Point-per-instance localization data:
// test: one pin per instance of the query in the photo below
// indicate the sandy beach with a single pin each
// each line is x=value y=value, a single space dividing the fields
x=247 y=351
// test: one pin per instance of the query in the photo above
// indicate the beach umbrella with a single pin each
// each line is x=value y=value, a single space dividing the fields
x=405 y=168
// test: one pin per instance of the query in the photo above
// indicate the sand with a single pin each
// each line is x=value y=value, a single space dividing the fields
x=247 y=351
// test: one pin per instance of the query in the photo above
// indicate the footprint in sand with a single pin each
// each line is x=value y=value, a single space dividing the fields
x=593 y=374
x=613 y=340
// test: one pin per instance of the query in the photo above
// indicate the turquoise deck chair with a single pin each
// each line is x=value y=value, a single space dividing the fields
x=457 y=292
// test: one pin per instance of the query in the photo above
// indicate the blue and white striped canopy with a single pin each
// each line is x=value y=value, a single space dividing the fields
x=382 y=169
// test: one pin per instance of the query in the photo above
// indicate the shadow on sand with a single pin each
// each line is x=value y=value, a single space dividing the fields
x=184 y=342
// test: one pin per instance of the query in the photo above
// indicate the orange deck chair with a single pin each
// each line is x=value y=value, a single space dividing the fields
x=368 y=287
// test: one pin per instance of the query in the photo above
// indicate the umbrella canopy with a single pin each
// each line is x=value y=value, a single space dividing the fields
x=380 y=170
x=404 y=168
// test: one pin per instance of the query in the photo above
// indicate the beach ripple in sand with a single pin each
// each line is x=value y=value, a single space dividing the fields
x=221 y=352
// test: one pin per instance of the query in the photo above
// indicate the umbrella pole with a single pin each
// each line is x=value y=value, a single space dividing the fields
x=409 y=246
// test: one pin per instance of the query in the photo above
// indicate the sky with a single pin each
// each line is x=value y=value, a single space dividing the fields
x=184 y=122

Required work — Repeat the records, every one of them, without any deviation.

Task solution —
// test: one pin per instance of the query in the photo below
// indicate the sandy beach with a single pin each
// each line is x=value y=value, a single space dividing the fields
x=247 y=351
// test: one pin per instance of the query in the photo above
// indicate the beach umbrella with a single pin each
// each line is x=value y=value, a single space dividing the fields
x=405 y=168
// test: one pin per instance of the query in the photo above
// indicate the sand with a single pin each
// each line is x=value y=value, a single space dividing the fields
x=247 y=351
// test: one pin per instance of the query in the photo above
// indicate the footprint in sand with a single pin each
// each line is x=value y=value, a single space dividing the fields
x=593 y=374
x=613 y=340
// test: one pin per instance of the query in the photo above
// indicate the turquoise deck chair with a single pin each
// each line is x=value y=value, a single space dividing the fields
x=457 y=292
// test: one pin per instance of the query in the photo above
// indicate the blue and white striped canopy with a single pin each
// each line is x=value y=value, a single space dividing the fields
x=382 y=169
// test: one pin per instance of the query in the photo above
// indicate the shadow on sand with a single pin each
// each line is x=value y=value, a single space dividing the fields
x=184 y=342
// test: one pin per instance of the query in the photo above
// indicate the orange deck chair with a single pin each
// each line is x=value y=value, a single space dividing the fields
x=368 y=287
// test: one pin per instance of the query in the photo above
// indicate the umbrella canopy with a single pin each
// each line is x=value y=value, a single space dividing the fields
x=380 y=170
x=404 y=168
// test: one pin per instance of the query in the photo above
// indicate the beach ripple in sand with a single pin each
// each line is x=value y=value, a single space dividing the fields
x=221 y=352
// test: one pin per instance of the query in the photo above
// indicate the umbrella pole with a single pin each
// each line is x=value y=value, a single space dividing the fields
x=409 y=246
// test: one pin per instance of the query in the photo above
// indicate the sky with a single pin each
// each line is x=value y=value, a single space dividing the fields
x=184 y=122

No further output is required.